→ PROBLEM DESCRIPTION: Copy the rows below with "clump of grass" switched to "tuft of grass" and everything else unchanged. Leave out the pictures.

◇ ◇ ◇

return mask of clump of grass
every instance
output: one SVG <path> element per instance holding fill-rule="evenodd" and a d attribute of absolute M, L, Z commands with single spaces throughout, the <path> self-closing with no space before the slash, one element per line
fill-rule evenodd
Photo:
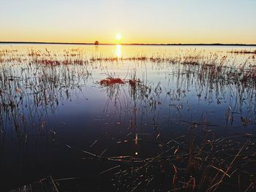
<path fill-rule="evenodd" d="M 124 81 L 120 78 L 108 77 L 105 80 L 100 80 L 99 83 L 102 85 L 110 86 L 113 84 L 124 84 Z"/>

◇ ◇ ◇

→ COMPLETED TASK:
return mask of tuft of grass
every instance
output: one SVG <path> element per instance holding fill-rule="evenodd" and a d attribute of absolute M, L, Z commands with single spaces throughout, the <path> self-closing with no space before the slash, one element per line
fill-rule evenodd
Photo:
<path fill-rule="evenodd" d="M 124 81 L 120 78 L 108 77 L 105 80 L 100 80 L 99 83 L 102 85 L 110 86 L 113 84 L 124 84 Z"/>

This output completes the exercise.